## Work instructions
Only the text of the records belongs in the answer; the pictures must be dropped.

Top of Data

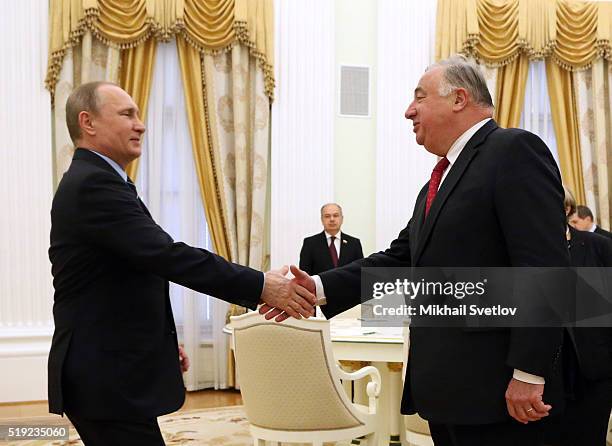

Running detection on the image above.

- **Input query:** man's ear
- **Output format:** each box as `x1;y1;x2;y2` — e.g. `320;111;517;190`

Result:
78;111;96;137
452;88;468;111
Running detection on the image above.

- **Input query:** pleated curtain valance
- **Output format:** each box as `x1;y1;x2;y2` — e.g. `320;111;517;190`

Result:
45;0;274;102
436;0;612;70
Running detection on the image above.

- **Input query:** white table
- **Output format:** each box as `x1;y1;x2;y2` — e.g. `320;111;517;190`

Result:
329;319;407;446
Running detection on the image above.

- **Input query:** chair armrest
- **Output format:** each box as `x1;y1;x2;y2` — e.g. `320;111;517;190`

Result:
335;364;381;396
336;364;382;414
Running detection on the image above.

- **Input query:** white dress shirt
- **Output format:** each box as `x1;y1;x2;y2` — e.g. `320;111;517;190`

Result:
313;117;545;385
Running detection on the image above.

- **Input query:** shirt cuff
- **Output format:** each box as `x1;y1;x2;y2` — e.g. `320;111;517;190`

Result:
312;275;327;306
257;271;266;303
513;369;545;385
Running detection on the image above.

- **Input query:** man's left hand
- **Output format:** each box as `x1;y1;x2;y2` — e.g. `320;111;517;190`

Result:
505;378;551;424
178;345;190;373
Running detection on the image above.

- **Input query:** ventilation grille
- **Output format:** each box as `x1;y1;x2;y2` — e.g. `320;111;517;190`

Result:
339;65;370;117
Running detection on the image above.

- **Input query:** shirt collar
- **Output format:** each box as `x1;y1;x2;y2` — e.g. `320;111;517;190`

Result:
590;224;597;233
87;150;128;182
445;118;491;166
325;231;341;240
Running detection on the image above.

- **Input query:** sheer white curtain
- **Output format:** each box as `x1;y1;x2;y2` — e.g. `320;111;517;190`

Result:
375;0;438;250
270;0;335;267
136;41;229;390
519;60;560;168
0;0;54;403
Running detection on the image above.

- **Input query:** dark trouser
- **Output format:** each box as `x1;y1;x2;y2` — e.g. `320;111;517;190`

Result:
66;412;165;446
541;377;612;446
428;419;544;446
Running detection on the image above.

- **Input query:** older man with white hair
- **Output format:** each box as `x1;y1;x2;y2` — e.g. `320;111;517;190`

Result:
263;55;569;446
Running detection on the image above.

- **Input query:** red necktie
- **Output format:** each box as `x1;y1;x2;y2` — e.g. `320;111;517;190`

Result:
329;236;339;267
425;157;450;217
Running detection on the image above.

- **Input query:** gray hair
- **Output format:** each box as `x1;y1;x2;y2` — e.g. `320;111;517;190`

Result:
320;203;343;216
65;81;117;144
428;55;494;108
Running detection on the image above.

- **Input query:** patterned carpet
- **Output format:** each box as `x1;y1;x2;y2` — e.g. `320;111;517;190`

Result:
5;406;351;446
6;406;251;446
8;406;610;445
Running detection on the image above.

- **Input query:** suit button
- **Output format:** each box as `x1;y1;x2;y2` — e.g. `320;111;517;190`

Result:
170;330;176;335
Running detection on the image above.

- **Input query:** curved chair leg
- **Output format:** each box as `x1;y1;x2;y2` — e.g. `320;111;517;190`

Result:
363;432;378;446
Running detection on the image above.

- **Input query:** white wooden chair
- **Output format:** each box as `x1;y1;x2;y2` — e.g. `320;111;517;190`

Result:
230;312;381;446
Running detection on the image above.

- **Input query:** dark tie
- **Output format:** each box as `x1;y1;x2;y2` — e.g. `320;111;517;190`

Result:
125;177;152;217
329;236;339;268
425;157;450;217
126;177;138;198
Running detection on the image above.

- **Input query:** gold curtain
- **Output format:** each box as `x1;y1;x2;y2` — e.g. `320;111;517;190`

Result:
588;60;611;229
573;60;611;227
176;36;232;261
435;0;612;204
46;0;275;104
119;39;157;180
436;0;610;69
493;55;529;128
47;0;273;254
545;61;586;204
200;44;272;386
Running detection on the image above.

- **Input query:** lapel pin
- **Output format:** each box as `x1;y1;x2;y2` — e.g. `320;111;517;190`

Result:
342;239;347;244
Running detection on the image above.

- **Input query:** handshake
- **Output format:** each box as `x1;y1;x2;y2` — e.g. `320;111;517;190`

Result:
259;265;317;322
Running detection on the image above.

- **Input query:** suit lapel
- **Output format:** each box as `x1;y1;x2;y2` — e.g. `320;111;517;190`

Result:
317;232;334;270
413;120;498;264
569;229;586;267
138;198;153;218
338;234;350;265
410;185;428;259
74;149;154;219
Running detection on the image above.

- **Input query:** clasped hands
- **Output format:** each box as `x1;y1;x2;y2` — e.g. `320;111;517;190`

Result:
259;265;316;322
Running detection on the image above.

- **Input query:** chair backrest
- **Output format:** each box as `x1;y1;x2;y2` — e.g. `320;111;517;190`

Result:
230;312;366;431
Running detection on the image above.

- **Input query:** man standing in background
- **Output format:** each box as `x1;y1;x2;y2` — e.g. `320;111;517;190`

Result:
299;203;364;275
569;204;612;240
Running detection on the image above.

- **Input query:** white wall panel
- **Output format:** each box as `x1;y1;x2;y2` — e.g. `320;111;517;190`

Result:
0;0;54;402
271;0;335;268
375;0;438;251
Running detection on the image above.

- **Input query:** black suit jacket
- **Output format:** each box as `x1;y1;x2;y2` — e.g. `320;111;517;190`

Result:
299;231;364;275
567;226;612;381
48;149;263;420
594;225;612;241
320;120;569;424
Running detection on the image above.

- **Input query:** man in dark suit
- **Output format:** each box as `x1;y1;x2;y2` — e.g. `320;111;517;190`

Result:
569;204;612;241
542;189;612;445
262;56;568;445
48;81;315;445
299;203;364;275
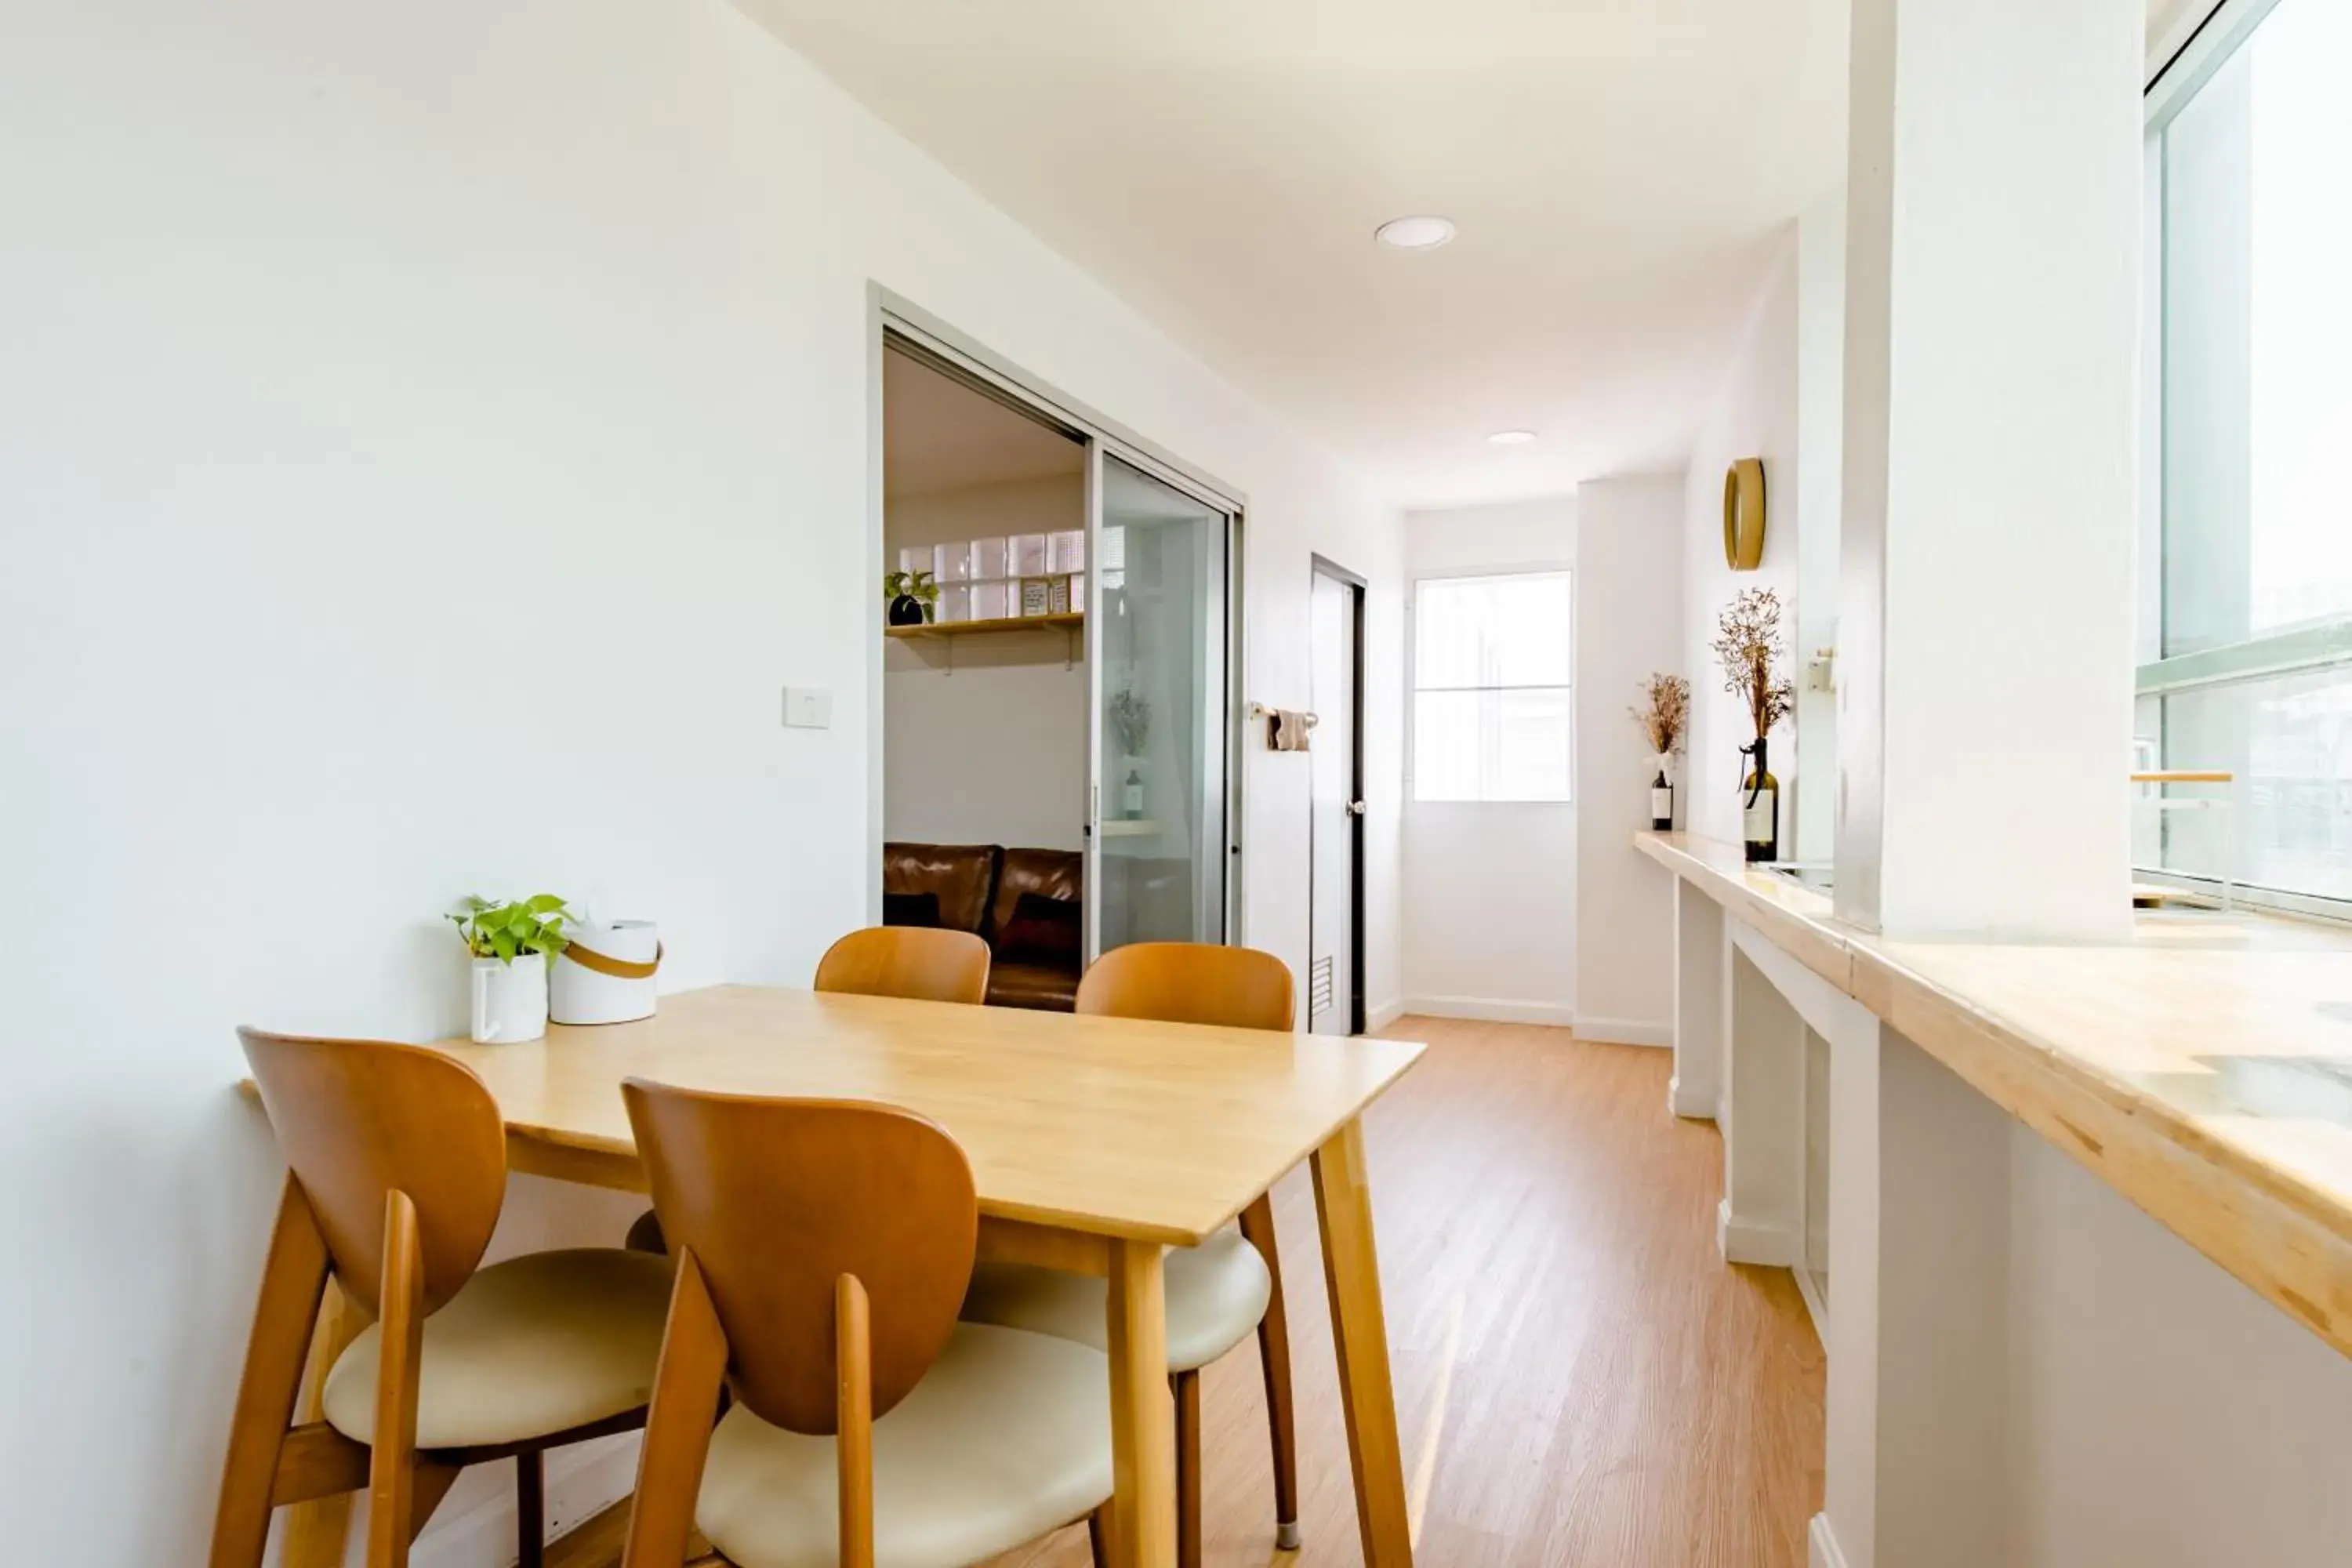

Bottom of Data

## Reply to the exercise
Running detection on the image above.

- **Input query:** man's ear
- **Output format:** each box as `x1;y1;x2;y2` — e.g. `320;111;517;190`

Result:
78;111;96;137
452;88;468;111
Running detection on the image above.

- **Input query:** pleated curtain valance
- **Output format:** each box as `x1;y1;x2;y2` — e.g. `320;111;517;190`

Result:
45;0;274;102
436;0;612;70
Running detection on the image above.

- **Input query:** white table
- **Output format:** each box as `x1;y1;x2;y2` — e.g. `320;111;517;190`

Result:
329;319;407;446
Running detection on the image above.

- **Input query:** chair armrest
- **Output format:** each box as `x1;y1;x2;y2` — e.g. `320;111;517;190`

Result:
335;364;381;396
336;364;382;414
Running detection on the image above.

- **Input query:** white dress shirt
- **Output format:** each box as `x1;y1;x2;y2` — e.g. `320;111;517;190`

Result:
313;117;545;385
Running detection on the image above.

- **Input query:** shirt cuff
- **Output format:** each box as `x1;y1;x2;y2` — e.g. `320;111;517;190`

Result:
312;275;327;306
257;271;266;303
513;369;545;385
Running detection on the image above.

- **Input query:** man's left hand
- **Output format:** each box as `x1;y1;x2;y2` — e.g. `320;111;517;190`

Result:
505;378;551;424
178;345;190;373
Running detection on the image above.

- **Input query:** ventilation grille
- **Output format:** each box as `x1;y1;x2;y2` — e.g. `320;111;517;190`

Result:
339;65;370;117
Running detection on the image above.

- **Input query:** shirt collar
- **Output format:** each box as `x1;y1;x2;y2` — e.g. `320;111;517;190`

Result:
590;224;597;233
87;150;128;182
445;118;491;166
325;231;341;240
Running detection on the image above.

- **Input query:** sheer white curtain
- **Output format:** each box as `x1;y1;x2;y2` — e.g. `320;111;517;190`

Result:
375;0;438;250
270;0;335;267
136;41;229;390
519;60;560;168
0;0;54;403
Running detection on the image above.

- **Input query:** dark trouser
- **Output format:** each box as `x1;y1;x2;y2` — e.g. `320;111;517;190`

Result:
66;412;165;446
541;377;612;446
428;419;544;446
Running detection on the image above.

- **Input query:** older man with white hair
- **Output format:** each box as `x1;y1;x2;y2` — e.g. `320;111;517;190`

Result:
263;55;569;446
Running detection on the image above.

- **Input query:** red necktie
- **Output format:** each box as `x1;y1;x2;y2` — e.g. `320;111;517;190`

Result:
329;236;339;267
425;157;450;217
Running detection on the image above.

- **Input query:** gray hair
- **Output format:** each box as `x1;y1;x2;y2` — e.g. `320;111;517;190`

Result:
320;203;343;216
65;81;117;144
428;55;494;108
Running detection on the image above.

- **Input query:** patterned carpet
- **Output format:** each box as `x1;y1;x2;y2` — e.g. `320;111;517;190`

Result:
5;406;351;446
6;406;251;446
8;406;610;445
Running detection on the image above.

- **Input query:** suit button
- **Output format:** each box as `x1;y1;x2;y2` — e.g. `320;111;517;190`

Result:
170;330;176;335
Running detection on the image above.

- **Input query:** curved chair leg
- **Output format:** each box as `x1;y1;x2;y2` — e.g. `320;111;517;190`

Result:
363;432;378;446
Running detection on the image above.

- **Input query:** white wooden chair
- **Output format:** each box as `x1;y1;x2;y2` — e.g. `320;111;517;190`

Result:
230;312;381;446
Running detection on the image above.

- **Input query:** dark tie
- **Output format:** each box as `x1;y1;x2;y2` — e.g. `320;111;517;190`

Result:
125;177;152;217
329;236;339;268
425;157;450;217
126;177;138;198
Running detection on the image above.

- **Input query:** gold curtain
- **Output format:** each box as `x1;y1;x2;y2` — e.g. `320;111;517;190`

Result:
588;60;611;229
573;60;611;227
176;36;232;261
435;0;612;204
46;0;275;104
119;39;157;180
436;0;610;69
493;55;529;128
47;0;273;254
545;61;586;204
200;44;272;386
Running detection on the image above.

- **Input query:** lapel pin
- **Output format:** each box as `x1;y1;x2;y2` — e.g. `320;111;517;190`

Result:
342;239;347;244
Running detection on the image above.

- **Input query:** handshake
- **Output format:** each box as `x1;y1;x2;y2` — e.g. `320;111;517;190`

Result:
259;265;317;322
Running detection on the image above.

- **Input query:** suit lapel
- **Output format:** each box as `x1;y1;x2;y2` — e.g. `320;111;517;190`

Result:
317;232;334;270
413;120;498;264
569;229;586;267
138;198;153;218
338;234;350;265
410;185;428;259
74;149;154;219
Running detection on the image above.

- **Input query:** clasped hands
- **Output format:** each box as `x1;y1;x2;y2` — e.g. `320;111;517;190`

Result:
259;265;316;322
Running detection on the image above.

- **Input query:** chair backrest
- **Output format:** each box as `x1;y1;x2;y2` — e.g. `320;111;517;190`

Result:
230;312;366;431
Running detection on the image above.

- **Input query:** man standing in background
- **Output format:** each box as `x1;y1;x2;y2` — e.g. `320;111;517;190`

Result:
299;203;364;275
569;204;612;240
Running detection on the image above.

- **Input query:** white wall panel
- **Output format:** each box as `x1;y1;x2;y2` — e.g. `320;111;517;190`

Result:
0;0;54;402
271;0;335;268
375;0;438;251
Running detection on the image above.

- **Input query:** black suit jacket
- **Output format:** each box as `x1;y1;x2;y2` — e.g. `320;111;517;190`

Result:
299;231;364;275
567;226;612;381
48;149;263;420
594;225;612;241
320;120;569;424
Running detection on the image above.

- **Input query:** man in dark suit
- **Output format:** each box as `x1;y1;x2;y2` — e.g. `320;111;517;190`

Result:
569;204;612;241
542;189;612;445
262;56;568;445
48;81;315;445
299;203;364;275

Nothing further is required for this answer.